(Dataset records about object locations)
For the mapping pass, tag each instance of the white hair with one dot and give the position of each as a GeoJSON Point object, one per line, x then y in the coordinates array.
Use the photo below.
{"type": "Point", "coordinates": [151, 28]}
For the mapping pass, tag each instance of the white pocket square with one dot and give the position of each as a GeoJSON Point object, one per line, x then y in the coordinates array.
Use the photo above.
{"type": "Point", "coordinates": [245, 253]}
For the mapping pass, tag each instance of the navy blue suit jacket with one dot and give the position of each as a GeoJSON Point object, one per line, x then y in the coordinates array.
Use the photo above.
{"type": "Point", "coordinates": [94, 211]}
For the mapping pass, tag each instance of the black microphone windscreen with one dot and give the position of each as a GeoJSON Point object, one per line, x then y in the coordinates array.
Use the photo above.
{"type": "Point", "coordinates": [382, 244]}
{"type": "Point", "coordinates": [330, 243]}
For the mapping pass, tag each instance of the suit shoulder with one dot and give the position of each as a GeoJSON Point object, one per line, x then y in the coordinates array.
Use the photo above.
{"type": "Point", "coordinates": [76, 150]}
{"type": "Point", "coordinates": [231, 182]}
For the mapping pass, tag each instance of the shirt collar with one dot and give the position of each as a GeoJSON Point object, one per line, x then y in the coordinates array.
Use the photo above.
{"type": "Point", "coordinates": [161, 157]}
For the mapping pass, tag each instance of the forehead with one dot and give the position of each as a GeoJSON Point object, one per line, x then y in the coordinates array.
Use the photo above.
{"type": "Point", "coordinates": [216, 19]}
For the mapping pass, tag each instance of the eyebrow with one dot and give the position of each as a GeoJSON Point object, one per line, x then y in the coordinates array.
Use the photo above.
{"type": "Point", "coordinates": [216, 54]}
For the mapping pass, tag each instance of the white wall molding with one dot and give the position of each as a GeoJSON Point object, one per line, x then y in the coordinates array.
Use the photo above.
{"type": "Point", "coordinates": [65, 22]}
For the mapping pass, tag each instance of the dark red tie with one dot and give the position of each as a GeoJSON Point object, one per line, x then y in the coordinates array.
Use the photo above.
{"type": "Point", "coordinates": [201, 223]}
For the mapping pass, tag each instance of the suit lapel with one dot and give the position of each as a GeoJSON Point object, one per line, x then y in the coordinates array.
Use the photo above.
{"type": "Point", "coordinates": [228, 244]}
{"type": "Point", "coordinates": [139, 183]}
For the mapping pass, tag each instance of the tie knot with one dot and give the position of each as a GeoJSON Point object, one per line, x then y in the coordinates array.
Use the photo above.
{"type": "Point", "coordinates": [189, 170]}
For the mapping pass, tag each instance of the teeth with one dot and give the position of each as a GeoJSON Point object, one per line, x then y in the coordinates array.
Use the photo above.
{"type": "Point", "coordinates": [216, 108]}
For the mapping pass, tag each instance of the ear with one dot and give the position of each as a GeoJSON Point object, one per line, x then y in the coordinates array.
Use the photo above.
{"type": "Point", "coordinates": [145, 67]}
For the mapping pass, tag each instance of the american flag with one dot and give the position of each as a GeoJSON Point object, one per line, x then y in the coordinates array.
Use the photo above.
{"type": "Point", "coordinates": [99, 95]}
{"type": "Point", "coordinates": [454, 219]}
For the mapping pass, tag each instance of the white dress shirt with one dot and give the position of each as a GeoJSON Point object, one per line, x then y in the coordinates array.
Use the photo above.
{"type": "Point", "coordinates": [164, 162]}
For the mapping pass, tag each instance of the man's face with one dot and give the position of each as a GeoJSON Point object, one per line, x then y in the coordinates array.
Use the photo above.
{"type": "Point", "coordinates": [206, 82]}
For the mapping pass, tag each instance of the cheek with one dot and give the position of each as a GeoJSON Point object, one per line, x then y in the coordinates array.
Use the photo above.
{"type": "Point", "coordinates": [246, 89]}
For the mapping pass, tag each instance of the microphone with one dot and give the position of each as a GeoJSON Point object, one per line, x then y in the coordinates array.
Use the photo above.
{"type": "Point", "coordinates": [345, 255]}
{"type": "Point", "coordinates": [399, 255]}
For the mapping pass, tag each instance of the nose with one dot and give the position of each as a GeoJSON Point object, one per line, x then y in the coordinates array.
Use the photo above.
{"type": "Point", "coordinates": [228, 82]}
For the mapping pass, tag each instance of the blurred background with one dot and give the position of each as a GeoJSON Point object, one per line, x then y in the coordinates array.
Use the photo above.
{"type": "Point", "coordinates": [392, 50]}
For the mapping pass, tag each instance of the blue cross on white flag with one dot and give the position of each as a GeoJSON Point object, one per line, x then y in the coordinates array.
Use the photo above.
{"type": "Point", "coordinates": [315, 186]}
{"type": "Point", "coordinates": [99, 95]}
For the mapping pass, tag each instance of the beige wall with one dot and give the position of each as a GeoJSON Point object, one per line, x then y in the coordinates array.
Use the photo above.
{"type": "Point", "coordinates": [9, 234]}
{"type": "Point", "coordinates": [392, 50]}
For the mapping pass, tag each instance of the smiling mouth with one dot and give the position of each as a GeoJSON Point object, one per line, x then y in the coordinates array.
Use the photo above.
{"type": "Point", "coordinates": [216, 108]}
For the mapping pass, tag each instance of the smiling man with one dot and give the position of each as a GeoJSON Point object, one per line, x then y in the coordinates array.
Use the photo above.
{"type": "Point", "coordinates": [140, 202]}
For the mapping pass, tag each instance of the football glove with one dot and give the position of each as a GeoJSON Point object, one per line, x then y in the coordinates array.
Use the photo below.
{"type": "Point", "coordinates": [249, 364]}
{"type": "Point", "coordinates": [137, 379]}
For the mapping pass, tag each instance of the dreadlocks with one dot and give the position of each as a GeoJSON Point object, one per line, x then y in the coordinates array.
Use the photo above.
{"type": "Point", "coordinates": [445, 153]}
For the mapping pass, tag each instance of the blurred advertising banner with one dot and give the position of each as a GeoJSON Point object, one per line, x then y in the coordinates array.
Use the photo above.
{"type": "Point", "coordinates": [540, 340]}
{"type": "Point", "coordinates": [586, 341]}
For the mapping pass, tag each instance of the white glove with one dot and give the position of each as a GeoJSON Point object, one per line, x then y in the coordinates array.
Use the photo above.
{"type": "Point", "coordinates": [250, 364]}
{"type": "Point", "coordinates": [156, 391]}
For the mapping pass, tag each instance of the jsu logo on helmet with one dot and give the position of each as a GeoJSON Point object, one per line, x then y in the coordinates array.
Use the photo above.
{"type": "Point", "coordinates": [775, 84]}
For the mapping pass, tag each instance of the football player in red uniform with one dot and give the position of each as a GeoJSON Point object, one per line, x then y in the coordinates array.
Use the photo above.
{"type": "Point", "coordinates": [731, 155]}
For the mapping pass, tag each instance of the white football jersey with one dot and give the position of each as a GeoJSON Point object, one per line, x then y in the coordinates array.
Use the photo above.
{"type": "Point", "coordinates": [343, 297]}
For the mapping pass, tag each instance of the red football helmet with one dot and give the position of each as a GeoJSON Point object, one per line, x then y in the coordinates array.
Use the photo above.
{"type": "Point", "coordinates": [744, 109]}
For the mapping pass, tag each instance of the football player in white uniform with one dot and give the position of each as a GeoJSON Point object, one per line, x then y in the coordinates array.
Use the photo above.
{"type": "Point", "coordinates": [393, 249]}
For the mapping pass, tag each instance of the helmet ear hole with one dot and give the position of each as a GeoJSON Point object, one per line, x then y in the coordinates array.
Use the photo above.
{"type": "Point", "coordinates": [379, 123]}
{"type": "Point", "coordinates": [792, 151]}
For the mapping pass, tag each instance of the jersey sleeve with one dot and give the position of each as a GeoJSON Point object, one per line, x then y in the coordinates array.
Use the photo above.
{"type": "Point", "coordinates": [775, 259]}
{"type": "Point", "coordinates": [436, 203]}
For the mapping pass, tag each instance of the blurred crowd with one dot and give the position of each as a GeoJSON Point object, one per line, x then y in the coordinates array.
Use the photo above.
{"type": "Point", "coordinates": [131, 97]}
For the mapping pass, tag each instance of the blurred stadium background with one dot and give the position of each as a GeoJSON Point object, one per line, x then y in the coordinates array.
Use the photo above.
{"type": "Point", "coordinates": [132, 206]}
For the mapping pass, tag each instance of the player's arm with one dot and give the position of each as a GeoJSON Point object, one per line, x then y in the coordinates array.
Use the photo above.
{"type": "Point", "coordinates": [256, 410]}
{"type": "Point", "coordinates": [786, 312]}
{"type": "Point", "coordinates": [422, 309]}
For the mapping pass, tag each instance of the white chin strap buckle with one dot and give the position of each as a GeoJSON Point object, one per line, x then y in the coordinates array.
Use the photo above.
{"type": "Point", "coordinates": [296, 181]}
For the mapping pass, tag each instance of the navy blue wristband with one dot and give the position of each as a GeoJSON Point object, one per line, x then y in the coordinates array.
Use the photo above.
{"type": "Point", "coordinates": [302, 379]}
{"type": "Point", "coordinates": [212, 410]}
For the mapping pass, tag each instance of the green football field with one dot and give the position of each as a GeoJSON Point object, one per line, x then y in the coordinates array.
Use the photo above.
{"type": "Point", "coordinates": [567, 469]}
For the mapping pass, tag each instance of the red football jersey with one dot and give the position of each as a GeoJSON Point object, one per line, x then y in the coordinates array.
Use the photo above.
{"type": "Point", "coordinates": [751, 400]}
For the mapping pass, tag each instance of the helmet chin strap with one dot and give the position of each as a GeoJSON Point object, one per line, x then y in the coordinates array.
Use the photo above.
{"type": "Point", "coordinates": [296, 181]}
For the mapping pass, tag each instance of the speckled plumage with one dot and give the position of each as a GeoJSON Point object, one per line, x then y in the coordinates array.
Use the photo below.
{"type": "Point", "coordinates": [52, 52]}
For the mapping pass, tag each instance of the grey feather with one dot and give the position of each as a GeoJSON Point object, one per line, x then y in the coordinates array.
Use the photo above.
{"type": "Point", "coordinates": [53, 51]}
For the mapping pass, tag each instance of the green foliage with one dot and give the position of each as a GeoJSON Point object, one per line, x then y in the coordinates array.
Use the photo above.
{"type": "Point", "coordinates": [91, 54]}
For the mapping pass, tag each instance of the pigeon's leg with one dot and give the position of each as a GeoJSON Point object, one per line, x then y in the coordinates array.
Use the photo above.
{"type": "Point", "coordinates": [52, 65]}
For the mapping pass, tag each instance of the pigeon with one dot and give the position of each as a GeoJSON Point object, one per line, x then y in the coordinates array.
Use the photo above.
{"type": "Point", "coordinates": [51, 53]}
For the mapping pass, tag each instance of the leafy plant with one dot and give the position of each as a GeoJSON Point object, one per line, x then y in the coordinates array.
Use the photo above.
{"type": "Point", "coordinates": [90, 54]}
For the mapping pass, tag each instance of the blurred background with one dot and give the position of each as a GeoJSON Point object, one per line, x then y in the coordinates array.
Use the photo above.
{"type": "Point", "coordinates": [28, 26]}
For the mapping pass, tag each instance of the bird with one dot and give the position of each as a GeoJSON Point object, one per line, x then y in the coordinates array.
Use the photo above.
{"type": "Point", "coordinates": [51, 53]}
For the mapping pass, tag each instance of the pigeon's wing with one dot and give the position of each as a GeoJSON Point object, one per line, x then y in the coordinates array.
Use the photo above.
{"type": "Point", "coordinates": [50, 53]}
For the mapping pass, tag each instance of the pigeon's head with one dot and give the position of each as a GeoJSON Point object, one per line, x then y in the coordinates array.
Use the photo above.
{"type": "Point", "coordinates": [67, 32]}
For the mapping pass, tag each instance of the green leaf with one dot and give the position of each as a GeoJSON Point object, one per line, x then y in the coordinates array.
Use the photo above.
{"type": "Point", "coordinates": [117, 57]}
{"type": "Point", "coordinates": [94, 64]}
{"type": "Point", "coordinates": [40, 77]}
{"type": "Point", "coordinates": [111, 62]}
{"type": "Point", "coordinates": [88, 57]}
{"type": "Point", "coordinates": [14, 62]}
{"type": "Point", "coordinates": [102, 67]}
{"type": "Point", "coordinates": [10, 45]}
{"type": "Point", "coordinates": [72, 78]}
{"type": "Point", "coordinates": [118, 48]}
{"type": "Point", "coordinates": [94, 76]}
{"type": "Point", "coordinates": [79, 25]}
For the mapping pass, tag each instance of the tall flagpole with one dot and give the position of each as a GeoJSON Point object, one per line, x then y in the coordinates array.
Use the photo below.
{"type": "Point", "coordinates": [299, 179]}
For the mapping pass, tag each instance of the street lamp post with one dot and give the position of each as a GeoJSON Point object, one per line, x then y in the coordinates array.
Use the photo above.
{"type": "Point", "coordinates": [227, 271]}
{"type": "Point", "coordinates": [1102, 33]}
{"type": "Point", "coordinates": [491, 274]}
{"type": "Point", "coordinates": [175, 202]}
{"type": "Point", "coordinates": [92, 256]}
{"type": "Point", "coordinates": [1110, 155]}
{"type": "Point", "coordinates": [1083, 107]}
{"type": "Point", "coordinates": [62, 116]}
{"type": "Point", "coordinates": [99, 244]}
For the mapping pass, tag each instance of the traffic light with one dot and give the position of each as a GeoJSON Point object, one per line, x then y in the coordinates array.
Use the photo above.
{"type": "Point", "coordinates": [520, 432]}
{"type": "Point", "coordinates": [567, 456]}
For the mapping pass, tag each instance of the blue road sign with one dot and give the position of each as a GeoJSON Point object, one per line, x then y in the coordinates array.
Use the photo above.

* **Do this**: Locate the line with "For the mapping pass, tag each instance of the street" in the entries above; extract it and every line after it, verbatim.

* **Solution for this task**:
For the mapping pass, tag each instance of the street lamp post with one dot and give the position of each as a GeoJSON Point object, one per line, x then y in the coordinates array.
Use the photo above.
{"type": "Point", "coordinates": [227, 271]}
{"type": "Point", "coordinates": [1102, 33]}
{"type": "Point", "coordinates": [491, 274]}
{"type": "Point", "coordinates": [175, 202]}
{"type": "Point", "coordinates": [92, 256]}
{"type": "Point", "coordinates": [1110, 155]}
{"type": "Point", "coordinates": [1083, 107]}
{"type": "Point", "coordinates": [62, 116]}
{"type": "Point", "coordinates": [99, 244]}
For the mapping pass, tag each instance of the traffic light with one dot and give the position of each as a GeoJSON Point object, one per line, x then y in the coordinates array.
Use the photo above.
{"type": "Point", "coordinates": [520, 432]}
{"type": "Point", "coordinates": [567, 456]}
For the mapping pass, tag each instance of the blue road sign with one dot and give the position of each as a GeoJSON Point object, one per line, x then y in the coordinates array.
Use the photo above.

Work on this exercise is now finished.